**Goal**
Find the line containing "of the grass". Return it and every line after it, unchanged, up to and including the last line.

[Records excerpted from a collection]
○ ○ ○ ○
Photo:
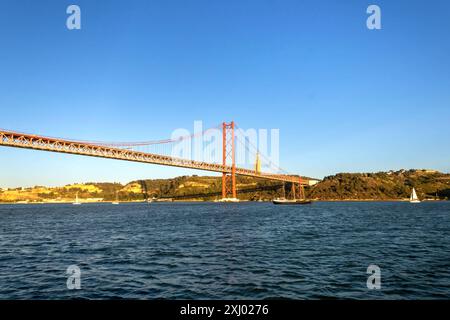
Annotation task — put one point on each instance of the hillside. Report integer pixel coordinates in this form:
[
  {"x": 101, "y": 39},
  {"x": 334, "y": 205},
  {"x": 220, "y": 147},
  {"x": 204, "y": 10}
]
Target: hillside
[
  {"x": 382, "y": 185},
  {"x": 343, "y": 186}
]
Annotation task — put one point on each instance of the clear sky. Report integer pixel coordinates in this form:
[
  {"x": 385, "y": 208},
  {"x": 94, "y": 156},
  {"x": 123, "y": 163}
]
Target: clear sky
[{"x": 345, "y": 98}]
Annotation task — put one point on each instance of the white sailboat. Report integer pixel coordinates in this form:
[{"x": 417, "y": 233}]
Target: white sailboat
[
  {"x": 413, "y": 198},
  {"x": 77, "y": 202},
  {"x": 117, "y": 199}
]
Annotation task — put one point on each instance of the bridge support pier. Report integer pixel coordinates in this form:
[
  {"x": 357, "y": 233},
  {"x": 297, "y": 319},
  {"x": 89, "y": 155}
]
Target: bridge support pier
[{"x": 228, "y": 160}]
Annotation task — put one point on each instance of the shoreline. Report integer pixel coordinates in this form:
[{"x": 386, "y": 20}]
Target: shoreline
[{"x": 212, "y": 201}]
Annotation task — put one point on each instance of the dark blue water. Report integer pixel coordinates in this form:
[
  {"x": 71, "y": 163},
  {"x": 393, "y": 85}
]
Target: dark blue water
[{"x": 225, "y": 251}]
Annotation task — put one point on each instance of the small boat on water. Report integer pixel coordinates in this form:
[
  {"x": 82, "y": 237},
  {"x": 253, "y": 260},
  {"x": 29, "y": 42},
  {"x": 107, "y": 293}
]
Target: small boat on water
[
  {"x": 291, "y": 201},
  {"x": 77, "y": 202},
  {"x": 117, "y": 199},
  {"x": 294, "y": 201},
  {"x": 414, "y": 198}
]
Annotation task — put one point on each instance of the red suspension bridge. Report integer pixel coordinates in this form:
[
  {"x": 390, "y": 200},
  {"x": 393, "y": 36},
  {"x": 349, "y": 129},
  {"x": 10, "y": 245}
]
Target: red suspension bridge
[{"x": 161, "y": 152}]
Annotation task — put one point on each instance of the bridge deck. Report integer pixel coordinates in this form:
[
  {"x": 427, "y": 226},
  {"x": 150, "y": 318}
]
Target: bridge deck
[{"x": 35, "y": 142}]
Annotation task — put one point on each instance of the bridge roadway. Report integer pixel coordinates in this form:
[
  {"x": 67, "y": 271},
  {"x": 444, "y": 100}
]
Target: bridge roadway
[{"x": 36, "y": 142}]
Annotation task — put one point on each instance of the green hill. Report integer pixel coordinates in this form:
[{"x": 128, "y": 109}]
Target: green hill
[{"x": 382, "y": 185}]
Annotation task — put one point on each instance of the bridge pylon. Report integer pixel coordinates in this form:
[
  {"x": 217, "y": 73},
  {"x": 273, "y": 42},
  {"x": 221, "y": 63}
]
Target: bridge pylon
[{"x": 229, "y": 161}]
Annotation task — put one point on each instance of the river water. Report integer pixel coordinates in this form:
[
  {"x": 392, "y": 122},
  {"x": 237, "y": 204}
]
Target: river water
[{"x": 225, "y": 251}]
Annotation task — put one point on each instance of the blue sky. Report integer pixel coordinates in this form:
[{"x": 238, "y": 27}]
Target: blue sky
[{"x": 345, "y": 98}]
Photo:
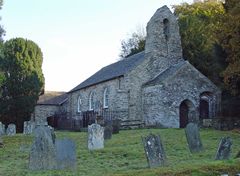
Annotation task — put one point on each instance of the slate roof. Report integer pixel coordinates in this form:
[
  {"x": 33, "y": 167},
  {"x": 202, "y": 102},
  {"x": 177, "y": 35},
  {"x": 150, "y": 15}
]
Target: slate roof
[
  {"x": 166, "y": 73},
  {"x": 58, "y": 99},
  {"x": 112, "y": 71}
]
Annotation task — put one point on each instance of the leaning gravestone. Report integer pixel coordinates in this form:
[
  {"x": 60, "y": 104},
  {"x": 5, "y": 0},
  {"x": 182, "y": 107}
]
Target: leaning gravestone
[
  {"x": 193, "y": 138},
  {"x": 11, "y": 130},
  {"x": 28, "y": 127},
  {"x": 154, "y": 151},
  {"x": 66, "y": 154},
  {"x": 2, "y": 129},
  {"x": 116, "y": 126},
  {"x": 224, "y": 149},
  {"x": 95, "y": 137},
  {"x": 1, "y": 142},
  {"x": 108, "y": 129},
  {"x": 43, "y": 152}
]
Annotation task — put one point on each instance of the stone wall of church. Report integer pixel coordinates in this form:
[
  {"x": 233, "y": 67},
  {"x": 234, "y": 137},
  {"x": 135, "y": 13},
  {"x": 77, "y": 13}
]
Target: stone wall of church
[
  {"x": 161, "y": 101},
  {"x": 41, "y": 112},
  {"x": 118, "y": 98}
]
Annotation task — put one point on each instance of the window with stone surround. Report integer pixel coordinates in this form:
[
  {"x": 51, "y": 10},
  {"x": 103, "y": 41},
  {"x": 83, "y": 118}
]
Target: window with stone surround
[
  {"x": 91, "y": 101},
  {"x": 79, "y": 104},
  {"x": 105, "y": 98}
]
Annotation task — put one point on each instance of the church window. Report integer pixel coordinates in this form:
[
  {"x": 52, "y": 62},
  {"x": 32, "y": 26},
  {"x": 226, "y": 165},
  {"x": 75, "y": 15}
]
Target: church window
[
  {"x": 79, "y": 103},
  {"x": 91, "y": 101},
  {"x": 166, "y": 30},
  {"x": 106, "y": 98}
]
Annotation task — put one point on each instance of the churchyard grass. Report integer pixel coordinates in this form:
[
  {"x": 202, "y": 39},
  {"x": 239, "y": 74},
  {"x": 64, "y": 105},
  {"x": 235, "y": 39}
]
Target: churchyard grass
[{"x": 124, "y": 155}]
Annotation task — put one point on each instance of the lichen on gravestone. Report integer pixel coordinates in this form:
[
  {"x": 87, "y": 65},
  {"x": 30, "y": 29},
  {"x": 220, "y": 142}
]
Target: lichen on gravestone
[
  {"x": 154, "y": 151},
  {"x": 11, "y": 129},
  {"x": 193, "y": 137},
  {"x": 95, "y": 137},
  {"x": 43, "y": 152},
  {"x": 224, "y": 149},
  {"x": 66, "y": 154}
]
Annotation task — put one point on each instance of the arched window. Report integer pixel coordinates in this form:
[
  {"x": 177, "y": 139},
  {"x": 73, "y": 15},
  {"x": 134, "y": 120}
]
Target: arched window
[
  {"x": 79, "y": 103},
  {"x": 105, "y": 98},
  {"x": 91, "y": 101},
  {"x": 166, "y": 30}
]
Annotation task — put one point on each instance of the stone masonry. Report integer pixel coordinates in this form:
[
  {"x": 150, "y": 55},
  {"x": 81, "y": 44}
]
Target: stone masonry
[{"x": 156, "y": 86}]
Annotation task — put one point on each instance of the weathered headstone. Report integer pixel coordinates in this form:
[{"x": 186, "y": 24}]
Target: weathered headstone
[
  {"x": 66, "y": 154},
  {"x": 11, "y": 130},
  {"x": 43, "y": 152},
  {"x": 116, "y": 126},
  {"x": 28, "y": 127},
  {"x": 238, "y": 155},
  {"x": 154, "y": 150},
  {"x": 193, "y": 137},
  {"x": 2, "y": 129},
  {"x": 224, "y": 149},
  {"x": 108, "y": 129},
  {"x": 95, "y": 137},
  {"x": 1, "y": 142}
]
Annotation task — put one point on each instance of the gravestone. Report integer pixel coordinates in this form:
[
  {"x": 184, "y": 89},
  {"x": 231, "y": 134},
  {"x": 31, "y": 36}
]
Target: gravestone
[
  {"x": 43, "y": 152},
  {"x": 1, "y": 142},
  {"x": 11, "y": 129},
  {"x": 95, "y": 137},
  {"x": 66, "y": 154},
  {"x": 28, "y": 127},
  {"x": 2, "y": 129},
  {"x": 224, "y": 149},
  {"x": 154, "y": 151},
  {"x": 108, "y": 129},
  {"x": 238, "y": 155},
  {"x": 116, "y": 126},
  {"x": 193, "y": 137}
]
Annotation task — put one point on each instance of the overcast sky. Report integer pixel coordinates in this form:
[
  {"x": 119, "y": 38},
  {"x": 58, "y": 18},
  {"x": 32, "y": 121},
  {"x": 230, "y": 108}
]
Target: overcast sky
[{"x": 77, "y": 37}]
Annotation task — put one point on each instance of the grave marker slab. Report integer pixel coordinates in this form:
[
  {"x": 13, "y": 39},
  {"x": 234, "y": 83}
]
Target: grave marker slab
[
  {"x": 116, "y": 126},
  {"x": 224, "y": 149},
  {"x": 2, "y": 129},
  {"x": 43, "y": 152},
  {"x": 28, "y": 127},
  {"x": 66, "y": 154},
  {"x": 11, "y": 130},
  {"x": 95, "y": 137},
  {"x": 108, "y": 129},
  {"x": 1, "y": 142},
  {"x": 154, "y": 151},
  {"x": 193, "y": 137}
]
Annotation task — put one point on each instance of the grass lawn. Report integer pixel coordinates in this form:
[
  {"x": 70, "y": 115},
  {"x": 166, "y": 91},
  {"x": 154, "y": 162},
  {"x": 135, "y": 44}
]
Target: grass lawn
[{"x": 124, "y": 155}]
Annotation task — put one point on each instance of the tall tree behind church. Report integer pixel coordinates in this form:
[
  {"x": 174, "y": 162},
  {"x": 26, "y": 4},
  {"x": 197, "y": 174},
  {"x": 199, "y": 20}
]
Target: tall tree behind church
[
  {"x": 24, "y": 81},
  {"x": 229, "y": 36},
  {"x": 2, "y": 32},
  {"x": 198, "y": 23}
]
○ ○ ○ ○
**Written reply**
Annotation task — put one point on each instance of the grass lawn. Report integer pixel coordinates in this form:
[
  {"x": 70, "y": 115},
  {"x": 166, "y": 91},
  {"x": 154, "y": 162},
  {"x": 135, "y": 44}
]
Target: grass lawn
[{"x": 124, "y": 155}]
Annotation task — put one point on each instance of the tall tree behind church. Report integer pixel coordinates in this form:
[
  {"x": 174, "y": 162},
  {"x": 26, "y": 4},
  {"x": 197, "y": 174},
  {"x": 199, "y": 20}
]
Target: tall tree behind church
[
  {"x": 24, "y": 81},
  {"x": 229, "y": 36},
  {"x": 2, "y": 32},
  {"x": 198, "y": 23}
]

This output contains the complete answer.